- _SUPPLIED PASSAGE_
Begin

BILL NUMBER:  SB 1735
  VETOED	DATE: 09/24/98




To the Members of the California Senate:

I am returning Senate Bill No. 1735 without my signature.

This bill makes legislative findings that Article I, section 31 of
the California Constitution (commonly known as Proposition 209)
should be construed to permit "focused outreach and recruitment of
minority groups and women if any group is underrepresented in entry
level positions of a public sector employer or in an educational
institution."

While I commend any efforts to promote equal opportunity for every
group in our society, this bill is unconstitutional, as it seeks to
interpret Proposition 209 to authorize race-limited and
gender-limited outreach.  Not only is it not the proper role of the
Legislature to make findings as to the meaning of a constitutional
provision passed two years earlier, but this interpretation conflicts
with Proposition 209 and the Equal Protection Clause of the
Fourteenth Amendment to the U.S. Constitut ion.

End

(Excerpts of pointing data)
Begin

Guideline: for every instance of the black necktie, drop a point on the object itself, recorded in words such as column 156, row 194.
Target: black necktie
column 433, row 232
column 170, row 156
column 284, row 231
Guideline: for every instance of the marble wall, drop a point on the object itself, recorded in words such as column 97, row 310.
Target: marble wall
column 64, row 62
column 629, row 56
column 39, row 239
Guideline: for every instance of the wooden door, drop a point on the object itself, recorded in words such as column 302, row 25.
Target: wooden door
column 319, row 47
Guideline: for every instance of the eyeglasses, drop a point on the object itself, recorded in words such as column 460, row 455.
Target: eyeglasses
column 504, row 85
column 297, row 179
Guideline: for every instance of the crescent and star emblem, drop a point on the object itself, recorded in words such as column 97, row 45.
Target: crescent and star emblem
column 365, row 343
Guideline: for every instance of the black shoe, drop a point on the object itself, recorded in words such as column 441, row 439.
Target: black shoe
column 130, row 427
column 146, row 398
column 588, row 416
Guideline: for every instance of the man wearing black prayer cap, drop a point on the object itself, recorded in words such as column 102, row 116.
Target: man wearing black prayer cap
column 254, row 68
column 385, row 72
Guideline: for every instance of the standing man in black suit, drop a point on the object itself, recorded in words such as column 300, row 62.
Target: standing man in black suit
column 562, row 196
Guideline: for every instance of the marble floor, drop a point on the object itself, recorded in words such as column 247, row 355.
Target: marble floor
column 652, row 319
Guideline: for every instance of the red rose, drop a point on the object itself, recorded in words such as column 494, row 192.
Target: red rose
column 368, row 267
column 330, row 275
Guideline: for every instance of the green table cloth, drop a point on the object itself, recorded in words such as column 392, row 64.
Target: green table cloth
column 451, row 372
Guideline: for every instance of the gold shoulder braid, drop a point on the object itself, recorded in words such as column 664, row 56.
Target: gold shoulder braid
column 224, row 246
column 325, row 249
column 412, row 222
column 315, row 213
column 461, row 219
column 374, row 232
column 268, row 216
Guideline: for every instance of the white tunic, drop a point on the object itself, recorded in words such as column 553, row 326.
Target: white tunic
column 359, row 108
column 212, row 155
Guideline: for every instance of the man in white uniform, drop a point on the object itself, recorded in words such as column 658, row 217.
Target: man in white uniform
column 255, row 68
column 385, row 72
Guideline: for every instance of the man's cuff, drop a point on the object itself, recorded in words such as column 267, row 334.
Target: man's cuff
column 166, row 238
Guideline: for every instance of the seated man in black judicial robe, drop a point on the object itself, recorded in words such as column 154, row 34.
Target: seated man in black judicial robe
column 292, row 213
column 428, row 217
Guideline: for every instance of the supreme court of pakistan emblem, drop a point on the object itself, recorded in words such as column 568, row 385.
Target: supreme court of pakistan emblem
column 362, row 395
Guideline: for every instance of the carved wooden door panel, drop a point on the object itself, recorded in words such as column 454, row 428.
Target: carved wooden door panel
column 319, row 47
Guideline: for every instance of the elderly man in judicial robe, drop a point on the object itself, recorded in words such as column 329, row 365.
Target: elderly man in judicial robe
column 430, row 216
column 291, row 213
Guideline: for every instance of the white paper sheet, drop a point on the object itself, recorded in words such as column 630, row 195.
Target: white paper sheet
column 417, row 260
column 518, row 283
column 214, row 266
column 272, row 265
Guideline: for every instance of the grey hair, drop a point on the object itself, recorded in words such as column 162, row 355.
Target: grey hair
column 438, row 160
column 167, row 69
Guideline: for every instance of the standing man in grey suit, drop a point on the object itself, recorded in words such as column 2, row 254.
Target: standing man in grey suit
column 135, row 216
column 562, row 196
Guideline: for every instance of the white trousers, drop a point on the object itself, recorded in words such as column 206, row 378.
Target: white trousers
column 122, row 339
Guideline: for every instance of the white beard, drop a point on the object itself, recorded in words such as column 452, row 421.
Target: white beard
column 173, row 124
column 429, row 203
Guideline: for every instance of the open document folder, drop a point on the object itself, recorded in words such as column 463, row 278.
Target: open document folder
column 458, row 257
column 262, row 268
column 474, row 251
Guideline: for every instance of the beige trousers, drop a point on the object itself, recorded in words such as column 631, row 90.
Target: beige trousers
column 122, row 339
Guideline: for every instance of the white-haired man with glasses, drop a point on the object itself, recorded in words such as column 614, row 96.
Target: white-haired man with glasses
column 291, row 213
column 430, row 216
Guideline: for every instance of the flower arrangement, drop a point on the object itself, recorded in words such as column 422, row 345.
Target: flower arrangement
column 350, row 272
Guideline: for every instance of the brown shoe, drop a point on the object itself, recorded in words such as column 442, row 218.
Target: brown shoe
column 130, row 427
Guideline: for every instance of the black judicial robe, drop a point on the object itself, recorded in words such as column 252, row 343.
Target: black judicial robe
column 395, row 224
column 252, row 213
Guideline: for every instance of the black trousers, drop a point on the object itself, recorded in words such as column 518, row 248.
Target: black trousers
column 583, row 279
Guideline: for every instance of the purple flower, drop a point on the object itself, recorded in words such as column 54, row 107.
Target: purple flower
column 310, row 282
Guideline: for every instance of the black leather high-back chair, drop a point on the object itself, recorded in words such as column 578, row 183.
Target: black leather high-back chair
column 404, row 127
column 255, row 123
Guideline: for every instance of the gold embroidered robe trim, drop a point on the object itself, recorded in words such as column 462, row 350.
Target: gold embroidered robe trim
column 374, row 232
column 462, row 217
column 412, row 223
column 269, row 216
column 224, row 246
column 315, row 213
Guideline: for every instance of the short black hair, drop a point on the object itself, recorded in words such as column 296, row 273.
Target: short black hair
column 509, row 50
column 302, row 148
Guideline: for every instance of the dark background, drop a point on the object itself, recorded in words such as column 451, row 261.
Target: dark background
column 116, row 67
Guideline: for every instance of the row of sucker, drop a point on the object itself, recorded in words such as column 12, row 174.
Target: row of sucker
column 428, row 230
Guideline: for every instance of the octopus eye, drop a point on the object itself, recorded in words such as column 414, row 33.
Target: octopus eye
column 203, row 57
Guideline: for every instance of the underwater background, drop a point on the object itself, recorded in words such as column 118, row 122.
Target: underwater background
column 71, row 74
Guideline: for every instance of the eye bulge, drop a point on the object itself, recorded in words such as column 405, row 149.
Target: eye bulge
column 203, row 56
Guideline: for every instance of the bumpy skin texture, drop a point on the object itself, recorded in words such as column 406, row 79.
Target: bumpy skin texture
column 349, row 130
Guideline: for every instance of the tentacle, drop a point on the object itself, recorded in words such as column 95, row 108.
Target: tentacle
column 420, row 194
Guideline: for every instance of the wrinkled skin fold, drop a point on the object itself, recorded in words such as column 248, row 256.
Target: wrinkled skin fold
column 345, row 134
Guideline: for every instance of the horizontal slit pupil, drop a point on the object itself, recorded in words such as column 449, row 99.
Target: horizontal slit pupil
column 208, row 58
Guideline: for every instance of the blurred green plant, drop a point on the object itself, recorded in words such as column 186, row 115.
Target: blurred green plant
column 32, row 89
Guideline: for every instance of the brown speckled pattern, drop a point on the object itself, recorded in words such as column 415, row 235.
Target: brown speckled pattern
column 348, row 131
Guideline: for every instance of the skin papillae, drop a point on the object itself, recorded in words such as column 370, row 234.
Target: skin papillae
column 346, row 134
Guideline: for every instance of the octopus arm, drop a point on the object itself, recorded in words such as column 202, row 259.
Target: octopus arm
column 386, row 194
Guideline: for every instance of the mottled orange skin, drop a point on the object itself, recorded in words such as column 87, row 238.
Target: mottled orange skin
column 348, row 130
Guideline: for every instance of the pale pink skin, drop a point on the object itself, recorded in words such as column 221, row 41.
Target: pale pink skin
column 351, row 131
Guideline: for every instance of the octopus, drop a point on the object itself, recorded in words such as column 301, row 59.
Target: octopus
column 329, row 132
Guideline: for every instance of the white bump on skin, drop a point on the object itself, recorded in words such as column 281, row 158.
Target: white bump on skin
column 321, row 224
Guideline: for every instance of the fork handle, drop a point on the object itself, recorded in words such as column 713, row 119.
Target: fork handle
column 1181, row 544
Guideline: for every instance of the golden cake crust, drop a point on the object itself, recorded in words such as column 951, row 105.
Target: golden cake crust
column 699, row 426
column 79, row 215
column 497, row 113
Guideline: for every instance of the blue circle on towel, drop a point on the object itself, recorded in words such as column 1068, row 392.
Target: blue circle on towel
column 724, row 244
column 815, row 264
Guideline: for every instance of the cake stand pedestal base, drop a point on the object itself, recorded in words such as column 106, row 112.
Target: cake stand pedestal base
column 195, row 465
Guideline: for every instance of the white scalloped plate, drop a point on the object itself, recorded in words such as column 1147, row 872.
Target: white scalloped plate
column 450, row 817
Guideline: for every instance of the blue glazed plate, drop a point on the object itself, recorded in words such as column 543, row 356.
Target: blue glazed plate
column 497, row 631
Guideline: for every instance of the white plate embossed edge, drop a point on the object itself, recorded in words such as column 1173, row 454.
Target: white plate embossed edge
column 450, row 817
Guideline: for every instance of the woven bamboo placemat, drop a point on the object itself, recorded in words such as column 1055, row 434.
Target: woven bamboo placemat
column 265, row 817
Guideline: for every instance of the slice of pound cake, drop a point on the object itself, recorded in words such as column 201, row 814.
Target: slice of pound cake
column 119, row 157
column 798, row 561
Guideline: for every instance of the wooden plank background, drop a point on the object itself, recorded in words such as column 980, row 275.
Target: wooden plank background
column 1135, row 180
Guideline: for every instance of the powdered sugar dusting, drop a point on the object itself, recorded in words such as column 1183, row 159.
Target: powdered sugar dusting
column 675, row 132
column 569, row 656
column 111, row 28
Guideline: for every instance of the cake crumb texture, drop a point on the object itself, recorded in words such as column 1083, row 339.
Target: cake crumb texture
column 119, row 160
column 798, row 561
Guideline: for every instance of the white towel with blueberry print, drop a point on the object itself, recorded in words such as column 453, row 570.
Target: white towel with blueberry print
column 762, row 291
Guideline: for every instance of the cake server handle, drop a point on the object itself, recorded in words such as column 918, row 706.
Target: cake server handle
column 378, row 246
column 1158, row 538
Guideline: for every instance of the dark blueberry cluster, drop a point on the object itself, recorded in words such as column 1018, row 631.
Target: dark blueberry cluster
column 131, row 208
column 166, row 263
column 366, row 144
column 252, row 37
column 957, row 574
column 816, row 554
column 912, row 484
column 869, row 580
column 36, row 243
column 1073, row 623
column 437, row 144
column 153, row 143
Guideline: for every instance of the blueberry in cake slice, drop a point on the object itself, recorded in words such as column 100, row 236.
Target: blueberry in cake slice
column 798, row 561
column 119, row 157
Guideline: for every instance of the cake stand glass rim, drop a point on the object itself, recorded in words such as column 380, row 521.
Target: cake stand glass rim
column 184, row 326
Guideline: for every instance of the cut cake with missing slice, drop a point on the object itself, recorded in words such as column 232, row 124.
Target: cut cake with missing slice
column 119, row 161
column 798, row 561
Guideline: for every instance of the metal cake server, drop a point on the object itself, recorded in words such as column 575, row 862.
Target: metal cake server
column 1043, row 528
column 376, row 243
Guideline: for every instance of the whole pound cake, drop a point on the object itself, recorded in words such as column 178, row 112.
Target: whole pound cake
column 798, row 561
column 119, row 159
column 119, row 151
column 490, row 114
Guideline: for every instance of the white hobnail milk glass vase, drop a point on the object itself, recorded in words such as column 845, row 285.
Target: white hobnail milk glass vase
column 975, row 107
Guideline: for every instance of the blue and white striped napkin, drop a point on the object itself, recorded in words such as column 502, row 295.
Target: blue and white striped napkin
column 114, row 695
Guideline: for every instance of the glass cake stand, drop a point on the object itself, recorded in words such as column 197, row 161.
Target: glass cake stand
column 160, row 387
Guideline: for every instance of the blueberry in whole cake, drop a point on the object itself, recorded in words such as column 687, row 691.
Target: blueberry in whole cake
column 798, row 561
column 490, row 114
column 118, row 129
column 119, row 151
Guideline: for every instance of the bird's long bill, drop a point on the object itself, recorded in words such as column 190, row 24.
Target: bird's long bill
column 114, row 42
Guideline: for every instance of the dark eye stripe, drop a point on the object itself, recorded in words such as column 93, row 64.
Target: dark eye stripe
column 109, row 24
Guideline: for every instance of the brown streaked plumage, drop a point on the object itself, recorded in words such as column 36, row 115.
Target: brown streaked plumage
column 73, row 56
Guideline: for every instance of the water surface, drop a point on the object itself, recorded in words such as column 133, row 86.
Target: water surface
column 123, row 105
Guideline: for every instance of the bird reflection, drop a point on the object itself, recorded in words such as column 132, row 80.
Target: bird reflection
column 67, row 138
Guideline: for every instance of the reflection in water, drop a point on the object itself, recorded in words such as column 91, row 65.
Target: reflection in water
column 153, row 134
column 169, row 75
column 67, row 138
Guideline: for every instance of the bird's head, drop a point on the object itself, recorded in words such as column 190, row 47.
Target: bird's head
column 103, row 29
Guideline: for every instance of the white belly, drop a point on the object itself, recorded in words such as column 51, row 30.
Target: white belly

End

- _EXERCISE TASKS_
a – From the veto message, write out the words between "should be construed" and "U.S. Constitut ion.", inclusive.
b – Answer these questions using the veto message:
(i) Which bill is being returned without a signature?
(ii) By what name is Article I, section 31 of the California Constitution commonly known?
(iii) According to the message, how many years earlier was the constitutional provision passed?
c – Resume the veto message on Senate Bill No. 1735 after its final sentence.

- _ANSWERS FOR THIS EXERCISE_
a –
should be construed to permit "focused outreach and recruitment of
minority groups and women if any group is underrepresented in entry
level positions of a public sector employer or in an educational
institution."

While I commend any efforts to promote equal opportunity for every
group in our society, this bill is unconstitutional, as it seeks to
interpret Proposition 209 to authorize race-limited and
gender-limited outreach.  Not only is it not the proper role of the
Legislature to make findings as to the meaning of a constitutional
provision passed two years earlier, but this interpretation conflicts
with Proposition 209 and the Equal Protection Clause of the
Fourteenth Amendment to the U.S. Constitut ion.

b –
(i) Senate Bill No. 1735
(ii) Proposition 209
(iii) Two years earlier

c –
First, it is not the province of the Legislature, but of the courts,
to construe a constitutional provision.  A subsequent act of the
Legislature cannot provide any guidance of the voters' intent in
passing a constitutional initiative two years earlier and thus is
irrelevant to interpreting such an initiative.  See Delaney v.
Superior Court of Los Angeles County, 50 Cal.3d 785, 801 (1990)
(Legislative history did not provide guidance as to voters' intent in
enacting a state constitutional amend ment because none of the
indicia of the Legislature's possible intent was before the voters).


Second, the Legislature's finding that Proposition 209 does not
prohibit governmental agencies from engaging in "focused outreach and
recruitment of minority groups and women" conflicts with Proposition
209's prohibition against granting "preferential treatment to ...
any ... group on the basis of race, sex ... or national origin ...."
By authorizing race-limited and gender-limited recruitment and
outreach, this bill grants a preference to a group - the distinct
benefit of information about j ob or educational opportunities -
solely on the basis of the race or sex of its members.  As U.S.
Supreme Court Justice Anthony Kennedy eloquently put it in the
context of the Equal Protection Clause in Miller v. Johnson, 515 U.S.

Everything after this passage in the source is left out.